Turn each line of the listing below into a numbered list, and skip any blank lines.

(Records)
⁂
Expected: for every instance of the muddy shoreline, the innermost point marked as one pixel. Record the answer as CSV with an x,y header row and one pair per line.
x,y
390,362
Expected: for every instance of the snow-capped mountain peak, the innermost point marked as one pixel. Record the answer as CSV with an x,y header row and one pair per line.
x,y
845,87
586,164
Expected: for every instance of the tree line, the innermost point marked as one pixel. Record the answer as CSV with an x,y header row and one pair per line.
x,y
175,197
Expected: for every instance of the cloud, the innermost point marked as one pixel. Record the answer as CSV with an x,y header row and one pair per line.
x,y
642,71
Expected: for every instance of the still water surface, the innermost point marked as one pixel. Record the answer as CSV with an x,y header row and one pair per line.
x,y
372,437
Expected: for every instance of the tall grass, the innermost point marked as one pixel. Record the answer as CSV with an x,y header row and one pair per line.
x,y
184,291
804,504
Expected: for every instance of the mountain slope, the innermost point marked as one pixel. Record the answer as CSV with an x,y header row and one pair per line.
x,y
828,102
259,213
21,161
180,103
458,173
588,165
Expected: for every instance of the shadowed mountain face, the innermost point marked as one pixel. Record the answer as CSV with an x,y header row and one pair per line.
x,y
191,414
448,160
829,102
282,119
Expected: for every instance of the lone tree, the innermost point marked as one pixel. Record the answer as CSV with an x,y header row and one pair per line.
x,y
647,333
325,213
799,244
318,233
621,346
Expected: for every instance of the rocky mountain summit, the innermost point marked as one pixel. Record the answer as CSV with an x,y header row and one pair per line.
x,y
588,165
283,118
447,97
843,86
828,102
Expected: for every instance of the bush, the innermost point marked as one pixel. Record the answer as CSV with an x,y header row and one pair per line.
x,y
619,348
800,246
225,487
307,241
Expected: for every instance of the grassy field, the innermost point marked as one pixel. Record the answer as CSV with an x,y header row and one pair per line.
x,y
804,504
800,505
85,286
⁂
| Final result |
1. Expected: for every instance of the muddy shoreline, the innermost point marked as one pixel. Record the answer as CSV with an x,y header row and one pair per line.
2. x,y
3. 390,362
4. Expected: for every instance of the snow-capped mountain peak, the innermost point marked as one pixel. Record the answer as CSV with an x,y header row and one pair per line.
5. x,y
6. 845,87
7. 586,164
8. Expected: for every instance of the tree line, the innermost point marked as one pixel. Record the answer as CSV with an x,y header row and one pair per line.
9. x,y
10. 175,197
11. Expected: for every instance of the cloud, the innermost point marked as one pixel. Record the answer as CSV with an x,y header row and one pair per line.
12. x,y
13. 642,71
14. Expected: for every instance of the still water surface, the innermost point marked as one pixel. Record the answer as CSV with an x,y header row and one pair per line.
15. x,y
16. 372,437
17. Expected: for every instance of the tall grass, the innermost point marked as one pixel. Record the answer as CSV with an x,y header row and one pair per line.
18. x,y
19. 184,291
20. 804,504
21. Expected: for every instance of the mountain slope, the innermost point marked as one pixel. Record the answer as CSV with an x,y header row and one pair per line.
22. x,y
23. 828,102
24. 259,213
25. 21,161
26. 180,103
27. 458,173
28. 588,165
29. Expected: for every instance of the shadowed mountain face, the innermost point marked as one pixel. Record the answer as CSV with an x,y header row and one pair per line.
30. x,y
31. 191,414
32. 448,160
33. 829,102
34. 282,119
35. Expected: for every instance of the lone tree, the innermost point marked as one pixel. Record the answer as CSV with an x,y header row and one pair per line.
36. x,y
37. 647,333
38. 325,213
39. 799,244
40. 318,233
41. 621,346
42. Expected: for every instance of the rocky mountain summit, the innermost point marked as one pixel. Record the answer as CSV with an x,y header row and one pair per line.
43. x,y
44. 588,165
45. 283,118
46. 447,97
47. 843,86
48. 828,102
49. Expected: for every instance of the bush, the innermost point marked as one pixel. Record the answer as CSV with an x,y header row and one pair per line.
50. x,y
51. 619,348
52. 800,246
53. 225,487
54. 307,241
55. Expected: for every instance of the grassy field, the innermost point marked as one pixel. Record the answer as CSV with an x,y header row and one pair per line.
56. x,y
57. 804,504
58. 800,505
59. 85,286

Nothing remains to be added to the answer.